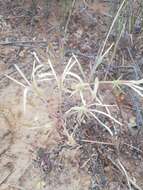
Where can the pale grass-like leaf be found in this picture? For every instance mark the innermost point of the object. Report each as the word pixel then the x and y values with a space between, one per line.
pixel 126 174
pixel 16 81
pixel 79 66
pixel 107 115
pixel 82 98
pixel 75 76
pixel 95 89
pixel 53 70
pixel 36 57
pixel 66 70
pixel 25 92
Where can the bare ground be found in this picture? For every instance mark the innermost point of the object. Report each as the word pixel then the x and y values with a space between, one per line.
pixel 34 150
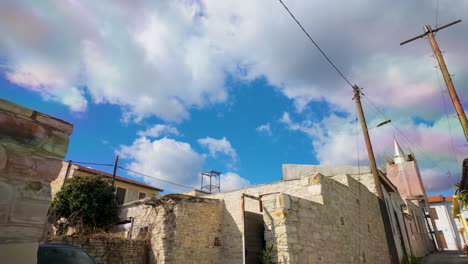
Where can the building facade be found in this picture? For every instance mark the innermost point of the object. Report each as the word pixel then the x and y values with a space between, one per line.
pixel 127 190
pixel 315 214
pixel 450 230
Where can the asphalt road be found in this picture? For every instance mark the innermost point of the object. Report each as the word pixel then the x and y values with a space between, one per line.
pixel 446 257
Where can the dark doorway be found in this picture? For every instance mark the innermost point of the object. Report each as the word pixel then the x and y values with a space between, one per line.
pixel 254 237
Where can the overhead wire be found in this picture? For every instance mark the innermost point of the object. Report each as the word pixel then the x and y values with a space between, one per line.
pixel 153 177
pixel 347 81
pixel 404 136
pixel 132 171
pixel 316 45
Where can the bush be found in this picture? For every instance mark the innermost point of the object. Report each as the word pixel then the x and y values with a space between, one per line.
pixel 267 255
pixel 411 260
pixel 86 203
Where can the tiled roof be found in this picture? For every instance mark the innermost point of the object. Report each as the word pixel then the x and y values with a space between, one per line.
pixel 118 178
pixel 439 199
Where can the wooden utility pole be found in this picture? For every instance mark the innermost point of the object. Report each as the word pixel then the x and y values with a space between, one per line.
pixel 115 169
pixel 443 68
pixel 378 186
pixel 370 151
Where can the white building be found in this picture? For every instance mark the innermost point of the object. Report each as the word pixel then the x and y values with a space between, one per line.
pixel 450 231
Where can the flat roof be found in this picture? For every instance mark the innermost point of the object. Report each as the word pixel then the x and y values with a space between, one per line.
pixel 118 178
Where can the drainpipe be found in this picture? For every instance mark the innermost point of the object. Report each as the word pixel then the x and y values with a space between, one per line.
pixel 243 227
pixel 451 226
pixel 67 172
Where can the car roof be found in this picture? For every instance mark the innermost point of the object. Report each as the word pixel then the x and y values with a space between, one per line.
pixel 57 245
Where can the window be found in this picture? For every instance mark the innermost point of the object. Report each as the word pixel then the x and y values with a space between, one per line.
pixel 120 195
pixel 433 213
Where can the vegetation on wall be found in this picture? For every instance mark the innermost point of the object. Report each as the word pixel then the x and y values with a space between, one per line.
pixel 86 203
pixel 267 255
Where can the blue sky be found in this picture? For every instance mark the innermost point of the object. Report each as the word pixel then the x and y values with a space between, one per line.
pixel 180 87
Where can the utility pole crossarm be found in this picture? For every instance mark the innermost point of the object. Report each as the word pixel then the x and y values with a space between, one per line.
pixel 427 32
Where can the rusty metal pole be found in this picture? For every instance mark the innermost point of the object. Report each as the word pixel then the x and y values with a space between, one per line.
pixel 448 81
pixel 243 227
pixel 370 151
pixel 115 170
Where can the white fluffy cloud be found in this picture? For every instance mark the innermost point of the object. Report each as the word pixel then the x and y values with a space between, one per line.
pixel 159 130
pixel 172 161
pixel 166 159
pixel 231 181
pixel 266 128
pixel 163 58
pixel 216 146
pixel 340 142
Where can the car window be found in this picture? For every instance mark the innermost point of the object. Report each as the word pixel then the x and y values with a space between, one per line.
pixel 63 255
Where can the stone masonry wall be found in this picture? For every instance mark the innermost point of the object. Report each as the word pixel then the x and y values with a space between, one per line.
pixel 181 228
pixel 325 202
pixel 346 228
pixel 109 250
pixel 32 146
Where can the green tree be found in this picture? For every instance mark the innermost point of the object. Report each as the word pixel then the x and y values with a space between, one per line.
pixel 85 202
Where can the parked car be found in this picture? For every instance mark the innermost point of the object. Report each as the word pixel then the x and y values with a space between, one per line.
pixel 62 254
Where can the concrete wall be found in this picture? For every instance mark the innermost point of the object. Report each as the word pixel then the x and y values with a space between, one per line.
pixel 32 146
pixel 447 225
pixel 312 224
pixel 109 250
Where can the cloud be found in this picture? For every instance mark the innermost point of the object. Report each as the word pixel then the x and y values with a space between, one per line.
pixel 231 181
pixel 159 130
pixel 173 161
pixel 165 58
pixel 306 126
pixel 216 146
pixel 340 142
pixel 264 128
pixel 166 159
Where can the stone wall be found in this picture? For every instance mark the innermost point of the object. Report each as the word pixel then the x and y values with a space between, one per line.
pixel 180 228
pixel 109 250
pixel 325 219
pixel 346 227
pixel 32 146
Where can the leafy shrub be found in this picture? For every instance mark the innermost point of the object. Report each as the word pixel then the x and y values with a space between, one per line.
pixel 411 260
pixel 85 202
pixel 267 256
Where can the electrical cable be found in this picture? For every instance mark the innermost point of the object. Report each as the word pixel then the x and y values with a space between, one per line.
pixel 316 45
pixel 403 136
pixel 152 177
pixel 92 163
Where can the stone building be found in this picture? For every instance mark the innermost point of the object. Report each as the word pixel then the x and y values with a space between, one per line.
pixel 449 229
pixel 127 190
pixel 403 171
pixel 315 214
pixel 32 145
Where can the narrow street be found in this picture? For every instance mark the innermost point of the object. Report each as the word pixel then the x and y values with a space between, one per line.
pixel 446 257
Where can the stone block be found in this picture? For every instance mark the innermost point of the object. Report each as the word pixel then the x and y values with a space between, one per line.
pixel 29 212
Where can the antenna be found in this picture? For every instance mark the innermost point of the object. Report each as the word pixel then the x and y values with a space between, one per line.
pixel 214 182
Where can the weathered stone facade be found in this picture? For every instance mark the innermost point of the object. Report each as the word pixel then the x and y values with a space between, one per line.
pixel 109 250
pixel 32 146
pixel 309 217
pixel 180 228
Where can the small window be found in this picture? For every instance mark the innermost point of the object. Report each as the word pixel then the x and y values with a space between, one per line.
pixel 120 195
pixel 433 213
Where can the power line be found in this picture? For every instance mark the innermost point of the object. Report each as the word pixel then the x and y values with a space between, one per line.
pixel 316 45
pixel 403 136
pixel 149 176
pixel 92 163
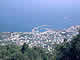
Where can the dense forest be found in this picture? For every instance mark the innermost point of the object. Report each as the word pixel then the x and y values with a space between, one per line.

^^^^

> _WORK REQUIRED_:
Set down the material above exactly. Skip any picture.

> _TASK SOLUTION_:
Where can the pale grass-like leaf be found in this picture? For every instance mark the innermost point of the object. Report each as the word pixel then the x and y values with a space between, one per line.
pixel 126 174
pixel 16 81
pixel 79 66
pixel 107 115
pixel 82 98
pixel 75 76
pixel 95 89
pixel 53 70
pixel 36 57
pixel 66 70
pixel 25 92
Where can the bare ground be found in this picture? For every instance mark the innermost point of the object. Report each as the word pixel then the x and y values with a space between, one per line.
pixel 34 150
Where can the building facade be found in this picture? For every instance mark the innermost point of the object. Report each as the word pixel then the x and y values with a space between, one per line.
pixel 127 190
pixel 315 214
pixel 450 230
Where can the asphalt road be found in this picture? For every instance mark the innermost point of the object. Report each as the word pixel then the x and y values with a space between, one per line.
pixel 446 257
Where can the dark doorway be found in this picture? For every instance mark the innermost point of the object. Report each as the word pixel then the x and y values with a space between, one per line.
pixel 254 237
Where can the overhead wire be found in this picture? For every instance mark the innermost point of the object. Report each as the word pixel then the x and y values with a space between, one per line.
pixel 153 177
pixel 347 81
pixel 404 136
pixel 132 171
pixel 316 45
Where can the bush be found in this picture? For every instance mark the innermost point of the object. Report each as the word pixel then the x and y values with a space between, one per line.
pixel 267 255
pixel 411 260
pixel 86 203
Where can the tiled roof be found in this picture? For every instance mark the innermost point of the object. Report each as the word pixel then the x and y values with a space between, one per line.
pixel 118 178
pixel 439 199
Where can the wooden utility pole be found in this picture? For every instance mark the innermost point of the object. Report each as the word pixel then the x and y values with a space between, one per line.
pixel 115 169
pixel 443 68
pixel 378 186
pixel 370 151
Where can the white building be found in this picture? For every instance mark the innermost point of the object. Report each as the word pixel then the x and y values with a space between, one per line.
pixel 450 231
Where can the flat roof be found in this picture? For every instance mark the innermost point of the object. Report each as the word pixel then the x and y values with a space between, one per line.
pixel 118 178
Where can the drainpipe be found in this picture? For every instance mark the innermost point of the object. Report each as the word pixel then the x and y values with a space between, one per line.
pixel 243 227
pixel 451 226
pixel 67 172
Where can the car roof be found in this picture? For every instance mark the innermost point of the object. Report each as the word pixel then the x and y values with a space between, one per line.
pixel 57 245
Where can the window be found in this picture? For every instance mark the innermost point of the object. Report each as the word pixel then the x and y values with a space between, one per line.
pixel 120 195
pixel 433 213
Where can the vegetation on wall be found in this picture? For every instance mark the innermost point of the object. Report each as the word pixel then the x and y values with a space between, one per line.
pixel 86 203
pixel 267 255
Where can the blue sky be found in this picture? For every instance mark the innermost point of the object. Report each as the word pixel then the x and y values with a space between, one per line.
pixel 180 87
Where can the utility pole crossarm be found in this picture? For every instance mark the innermost point of the object. Report each as the word pixel then the x and y values with a space between, one per line.
pixel 427 32
Where can the rusty metal pole be found in this picture? For every instance mark the innermost point of the object. Report each as the word pixel then the x and y values with a space between, one per line.
pixel 448 81
pixel 243 227
pixel 370 151
pixel 115 170
Where can the white fluffy cloud be found in this picture? For every instance mark the innermost point of the object. Report each as the word pixel then the x and y values with a space between, one per line.
pixel 159 130
pixel 172 161
pixel 166 159
pixel 231 181
pixel 266 128
pixel 163 58
pixel 216 146
pixel 340 142
Where can the car window be found in this picture? For every instance mark the innermost point of the object. Report each as the word pixel then the x and y values with a space between, one per line.
pixel 63 255
Where can the stone masonry wall be found in this picture? For every instance mark the innermost point of the object. Report each as the word pixel then the x and y values with a space between, one per line.
pixel 181 228
pixel 325 202
pixel 346 228
pixel 109 250
pixel 32 146
Where can the green tree be found in this picture? For every instance mark the innermost point of the object. Report each as the word pixel then the x and y values with a space between, one per line.
pixel 85 202
Where can the parked car be found in this picture? For every instance mark the innermost point of the object. Report each as the word pixel then the x and y values with a space between, one per line.
pixel 62 254
Where can the concrete wall be found in this picture? For every instance mark the innermost point of the object. Report each as the word pixel then the x and y values with a space between, one per line.
pixel 32 146
pixel 447 225
pixel 312 224
pixel 109 250
Where can the cloud be found in this picture? For every instance mark the innermost point of the object. Report each as the word pixel then the x and y values with a space between, one per line.
pixel 231 181
pixel 159 130
pixel 173 161
pixel 165 58
pixel 306 126
pixel 216 146
pixel 340 142
pixel 264 128
pixel 166 159
Where can the stone wall be found in this picture? For every instance mark the innermost point of the object. Report each as the word pixel then the x and y values with a space between, one per line.
pixel 180 228
pixel 109 250
pixel 325 219
pixel 346 227
pixel 32 146
Where can the leafy shrub be found in this picture? For every instance mark the innermost point of the object. Report each as the word pixel then the x and y values with a space between, one per line.
pixel 411 260
pixel 85 202
pixel 267 256
Where can the electrical cable be found in this picture? For every instance mark the innermost point of the object. Report each as the word pixel then the x and y values with a space between, one per line.
pixel 316 45
pixel 403 136
pixel 152 177
pixel 92 163
Where can the stone building be found in this picture? For every instance mark the innermost point of the object. Report each as the word pixel then the x and y values with a space between, one per line.
pixel 449 229
pixel 127 190
pixel 403 171
pixel 315 214
pixel 32 145
Where can the narrow street be found in this picture? For every instance mark the innermost point of the object. Report each as the word pixel then the x and y values with a space between, one per line.
pixel 446 257
Where can the stone block be found in this picture? For every instance mark the innermost point of the object. Report each as the word pixel then the x and y values with a space between, one per line.
pixel 29 212
Where can the antenna be found in this picture? For every instance mark the innermost point of the object. Report each as the word pixel then the x and y values with a space between, one per line.
pixel 214 182
Where can the weathered stone facade be found in this picture? For every instance mark the innermost point of the object. Report each as the word pixel then the x and y values with a space between, one per line.
pixel 109 250
pixel 32 146
pixel 309 217
pixel 180 228
Where can the small window be found in this picture? For every instance mark the innermost point of the object. Report each as the word pixel then the x and y values with a space between, one per line.
pixel 120 195
pixel 433 213
Where can the power line be found in this picture? For every instance mark the innermost point of the object. Report each as the word pixel then the x and y values with a space between, one per line.
pixel 316 45
pixel 403 136
pixel 149 176
pixel 92 163
Where can the dense forest be found in this picture? For every instance mark the innermost point of the object. Report each as the word pixel then the x and y values with a space between, one per line.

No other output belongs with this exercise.